▸ **Source text**
◇ ◇ ◇

If you haven’t heard much about Coupons.com Inc. in the past, you’re not alone.

The 13-year-old company was founded by Steven Boal, a former Wall Street technology executive, who discerned that the newspaper coupon business could be reinvented online and has since quietly built a global business valued at $1 billion.

Ranked as the 39th most trafficked site in the United States, Coupons.com lets visitors find a wealth of coupons for everything from yogurt to dog food, and also offers white-label platforms for other coupon-issuing companies. But the next frontier is social, and the company says it has found a way to get coupons onto Facebook faster than ever—within 48 hours—through a new platform announced today called Brandcaster Social.

“What Brandcaster Social does is embed the coupon within the Facebook pages of the brand,” Steven Boal, founder and CEO of Coupons.com Inc. told Portfolio.com. “It’s very easy to set up. The consumer comes to your fan page, they like your page, it says ‘click here’ to get your coupon, and you get your coupon.”

◇ ◇ ◇

▸ **Prompt 1**
Rewrite the passage of the Coupons.com text that opens with the words containing "If you haven’t" and closes with "called Brandcaster Social.", swapping "Wall Street" for "Silicon Valley".
The Coupons.com text and the listing have no connection to each other.

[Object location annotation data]
◇ ◇ ◇

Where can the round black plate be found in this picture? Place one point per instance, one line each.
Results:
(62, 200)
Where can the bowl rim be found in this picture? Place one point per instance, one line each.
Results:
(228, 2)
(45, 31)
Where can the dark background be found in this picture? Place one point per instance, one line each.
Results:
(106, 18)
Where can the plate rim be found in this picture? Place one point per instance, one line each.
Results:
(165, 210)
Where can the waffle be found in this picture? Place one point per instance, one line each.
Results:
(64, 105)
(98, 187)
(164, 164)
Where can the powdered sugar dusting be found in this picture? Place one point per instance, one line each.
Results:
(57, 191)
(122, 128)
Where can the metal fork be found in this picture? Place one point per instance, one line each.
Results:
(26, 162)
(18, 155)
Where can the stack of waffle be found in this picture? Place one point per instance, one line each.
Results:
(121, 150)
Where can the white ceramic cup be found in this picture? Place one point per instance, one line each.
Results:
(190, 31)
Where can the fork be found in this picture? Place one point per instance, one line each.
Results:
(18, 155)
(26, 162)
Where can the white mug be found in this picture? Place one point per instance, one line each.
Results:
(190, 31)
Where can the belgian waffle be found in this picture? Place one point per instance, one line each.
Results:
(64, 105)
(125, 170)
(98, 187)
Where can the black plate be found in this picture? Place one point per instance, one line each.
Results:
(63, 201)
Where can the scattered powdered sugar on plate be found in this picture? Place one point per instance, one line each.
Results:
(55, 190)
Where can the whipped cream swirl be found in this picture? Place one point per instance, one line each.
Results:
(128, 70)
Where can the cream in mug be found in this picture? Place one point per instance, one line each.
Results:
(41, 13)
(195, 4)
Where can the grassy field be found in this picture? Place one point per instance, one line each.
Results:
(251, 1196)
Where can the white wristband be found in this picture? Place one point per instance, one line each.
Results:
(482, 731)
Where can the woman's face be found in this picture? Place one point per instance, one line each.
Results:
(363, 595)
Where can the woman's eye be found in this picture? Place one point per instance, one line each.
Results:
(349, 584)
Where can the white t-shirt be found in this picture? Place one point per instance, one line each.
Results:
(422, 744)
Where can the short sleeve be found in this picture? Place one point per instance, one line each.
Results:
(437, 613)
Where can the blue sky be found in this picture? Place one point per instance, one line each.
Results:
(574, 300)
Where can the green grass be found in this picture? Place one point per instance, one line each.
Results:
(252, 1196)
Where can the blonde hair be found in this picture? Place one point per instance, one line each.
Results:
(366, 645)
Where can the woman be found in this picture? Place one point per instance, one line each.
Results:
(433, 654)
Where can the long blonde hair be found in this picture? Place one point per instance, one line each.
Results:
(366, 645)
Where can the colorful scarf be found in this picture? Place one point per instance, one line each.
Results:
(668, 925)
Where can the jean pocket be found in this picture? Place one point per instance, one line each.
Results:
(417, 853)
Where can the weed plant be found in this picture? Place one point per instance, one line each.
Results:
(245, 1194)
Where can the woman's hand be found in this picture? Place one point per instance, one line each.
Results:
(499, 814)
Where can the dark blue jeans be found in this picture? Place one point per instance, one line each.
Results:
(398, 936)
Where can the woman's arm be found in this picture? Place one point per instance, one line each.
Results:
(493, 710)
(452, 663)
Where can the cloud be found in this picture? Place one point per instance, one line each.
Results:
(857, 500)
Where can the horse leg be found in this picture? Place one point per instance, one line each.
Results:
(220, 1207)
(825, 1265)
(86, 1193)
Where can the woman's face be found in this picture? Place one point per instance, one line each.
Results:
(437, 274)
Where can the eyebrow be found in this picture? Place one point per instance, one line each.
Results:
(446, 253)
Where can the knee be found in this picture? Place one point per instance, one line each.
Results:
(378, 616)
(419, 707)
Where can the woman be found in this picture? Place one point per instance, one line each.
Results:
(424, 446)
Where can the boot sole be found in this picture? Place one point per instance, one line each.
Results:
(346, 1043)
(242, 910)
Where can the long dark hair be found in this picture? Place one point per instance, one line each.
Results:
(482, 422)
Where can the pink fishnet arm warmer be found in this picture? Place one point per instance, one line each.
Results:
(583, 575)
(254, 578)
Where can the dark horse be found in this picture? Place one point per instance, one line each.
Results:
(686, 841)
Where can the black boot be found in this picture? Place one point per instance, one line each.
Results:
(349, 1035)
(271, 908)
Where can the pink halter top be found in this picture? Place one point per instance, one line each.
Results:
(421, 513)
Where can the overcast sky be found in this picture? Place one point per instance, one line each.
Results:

◇ ◇ ◇

▸ **Prompt 2**
Output the part of the listing that opens with the line containing "Where can the black boot" and runs through the end of the listing as a Markdown table with columns Number and Record line, one row per line, skipping any blank lines.

▸ **Expected output 1**
If you haven’t heard much about Coupons.com Inc. in the past, you’re not alone.

The 13-year-old company was founded by Steven Boal, a former Silicon Valley technology executive, who discerned that the newspaper coupon business could be reinvented online and has since quietly built a global business valued at $1 billion.

Ranked as the 39th most trafficked site in the United States, Coupons.com lets visitors find a wealth of coupons for everything from yogurt to dog food, and also offers white-label platforms for other coupon-issuing companies. But the next frontier is social, and the company says it has found a way to get coupons onto Facebook faster than ever—within 48 hours—through a new platform announced today called Brandcaster Social.

▸ **Expected output 2**
| Number | Record line |
|---|---|
| 1 | Where can the black boot be found in this picture? Place one point per instance, one line each. |
| 2 | Results: |
| 3 | (349, 1035) |
| 4 | (271, 908) |
| 5 | Where can the pink halter top be found in this picture? Place one point per instance, one line each. |
| 6 | Results: |
| 7 | (421, 513) |
| 8 | Where can the overcast sky be found in this picture? Place one point per instance, one line each. |
| 9 | Results: |